DATA EXCERPTS:

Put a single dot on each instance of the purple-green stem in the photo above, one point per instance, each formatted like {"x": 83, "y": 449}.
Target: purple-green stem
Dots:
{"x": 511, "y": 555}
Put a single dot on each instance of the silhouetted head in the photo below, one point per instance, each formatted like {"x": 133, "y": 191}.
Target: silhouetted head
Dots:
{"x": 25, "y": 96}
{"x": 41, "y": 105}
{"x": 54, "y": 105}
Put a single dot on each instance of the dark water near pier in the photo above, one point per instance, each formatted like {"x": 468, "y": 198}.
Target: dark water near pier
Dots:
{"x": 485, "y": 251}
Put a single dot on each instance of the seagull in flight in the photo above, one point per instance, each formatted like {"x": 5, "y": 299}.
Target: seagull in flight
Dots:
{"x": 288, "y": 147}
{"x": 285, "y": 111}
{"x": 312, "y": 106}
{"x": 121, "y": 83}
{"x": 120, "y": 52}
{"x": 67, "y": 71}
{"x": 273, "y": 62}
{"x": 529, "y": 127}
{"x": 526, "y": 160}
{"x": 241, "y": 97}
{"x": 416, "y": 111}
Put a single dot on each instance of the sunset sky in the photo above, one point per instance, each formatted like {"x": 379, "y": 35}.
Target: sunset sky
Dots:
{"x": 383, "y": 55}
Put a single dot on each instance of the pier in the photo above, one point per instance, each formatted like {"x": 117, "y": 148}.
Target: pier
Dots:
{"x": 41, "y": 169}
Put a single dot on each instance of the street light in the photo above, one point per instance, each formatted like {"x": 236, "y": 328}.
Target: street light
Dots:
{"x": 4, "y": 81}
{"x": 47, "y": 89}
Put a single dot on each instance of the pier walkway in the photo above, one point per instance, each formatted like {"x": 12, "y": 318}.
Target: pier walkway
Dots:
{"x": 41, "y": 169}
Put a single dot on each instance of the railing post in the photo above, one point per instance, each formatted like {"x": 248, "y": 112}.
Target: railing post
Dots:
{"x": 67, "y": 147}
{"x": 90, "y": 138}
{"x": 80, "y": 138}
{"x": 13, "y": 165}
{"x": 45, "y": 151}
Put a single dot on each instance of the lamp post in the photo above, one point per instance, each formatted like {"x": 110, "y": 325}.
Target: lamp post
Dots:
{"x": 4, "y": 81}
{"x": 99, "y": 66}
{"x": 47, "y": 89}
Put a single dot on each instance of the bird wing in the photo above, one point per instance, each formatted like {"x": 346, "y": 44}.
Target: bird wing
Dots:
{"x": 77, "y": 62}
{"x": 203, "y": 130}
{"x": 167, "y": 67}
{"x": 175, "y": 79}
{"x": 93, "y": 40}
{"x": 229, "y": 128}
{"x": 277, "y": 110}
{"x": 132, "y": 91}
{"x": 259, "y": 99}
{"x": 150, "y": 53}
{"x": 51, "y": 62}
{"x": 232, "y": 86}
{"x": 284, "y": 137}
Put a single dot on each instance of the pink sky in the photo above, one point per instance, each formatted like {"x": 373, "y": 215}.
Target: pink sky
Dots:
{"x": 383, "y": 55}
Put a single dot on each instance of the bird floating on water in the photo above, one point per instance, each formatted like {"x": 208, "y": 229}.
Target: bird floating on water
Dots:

WORK ITEM:
Word for word, restate each line of the material.

FINAL ANSWER:
Put a single dot on each instance of the purple-green stem in the photo above, one point per instance, each formatted like {"x": 83, "y": 449}.
Target: purple-green stem
Dots:
{"x": 511, "y": 555}
Put a single dot on each instance of the silhouetted head in the photo below, one point per instance, each formatted like {"x": 133, "y": 191}.
Target: silhouetted head
Dots:
{"x": 25, "y": 96}
{"x": 41, "y": 105}
{"x": 54, "y": 105}
Put a single dot on each instance of the dark water near pier in the photo above, one point per instance, each formatted like {"x": 468, "y": 198}.
Target: dark water near pier
Dots:
{"x": 485, "y": 251}
Put a single dot on each instance of the seagull in flight in the photo above, one point per instance, each formatted like {"x": 5, "y": 299}.
Target: seagull in flight
Dots:
{"x": 288, "y": 147}
{"x": 285, "y": 111}
{"x": 312, "y": 106}
{"x": 121, "y": 83}
{"x": 120, "y": 52}
{"x": 67, "y": 71}
{"x": 273, "y": 62}
{"x": 529, "y": 127}
{"x": 526, "y": 160}
{"x": 241, "y": 97}
{"x": 416, "y": 111}
Put a single dot on each instance of the sunset sky in the photo above, one point per instance, each formatted like {"x": 379, "y": 35}.
Target: sunset sky
Dots:
{"x": 383, "y": 55}
Put a single dot on each instance of the pier in the photo above, one point per instance, each formatted like {"x": 117, "y": 148}.
Target: pier
Dots:
{"x": 41, "y": 169}
Put a single dot on each instance of the street light in the photo above, one point per instance, each formatted like {"x": 236, "y": 328}.
Target: street light
Dots:
{"x": 4, "y": 81}
{"x": 47, "y": 89}
Put a single dot on each instance of the pier walkway in the photo above, one point per instance, each formatted like {"x": 12, "y": 318}.
Target: pier walkway
Dots:
{"x": 41, "y": 169}
Put a single dot on each instance of the railing post in the photo above, one point per instance, each formatted like {"x": 248, "y": 112}.
Target: railing post
Dots:
{"x": 67, "y": 147}
{"x": 90, "y": 138}
{"x": 80, "y": 138}
{"x": 13, "y": 165}
{"x": 45, "y": 151}
Put a single dot on each instance of the lamp post in the photo above, one point per instance, each formatted like {"x": 110, "y": 325}.
Target: lamp post
Dots:
{"x": 4, "y": 81}
{"x": 99, "y": 66}
{"x": 47, "y": 89}
Put a single dot on each instance of the bird wing in the photo above, one point per instance, each formatted like {"x": 346, "y": 44}.
Target: bird wing
Dots:
{"x": 77, "y": 62}
{"x": 203, "y": 130}
{"x": 167, "y": 67}
{"x": 175, "y": 79}
{"x": 93, "y": 40}
{"x": 229, "y": 128}
{"x": 277, "y": 110}
{"x": 132, "y": 91}
{"x": 259, "y": 99}
{"x": 150, "y": 53}
{"x": 51, "y": 62}
{"x": 232, "y": 86}
{"x": 284, "y": 137}
Put a single dot on each instance of the pink sky in the photo above, one point per instance, each formatted like {"x": 373, "y": 215}.
Target: pink sky
Dots:
{"x": 383, "y": 55}
Put a single dot on each instance of the bird floating on water in the photo above, one point per instance, each formatted like {"x": 208, "y": 229}.
Target: bird floating on water
Dots:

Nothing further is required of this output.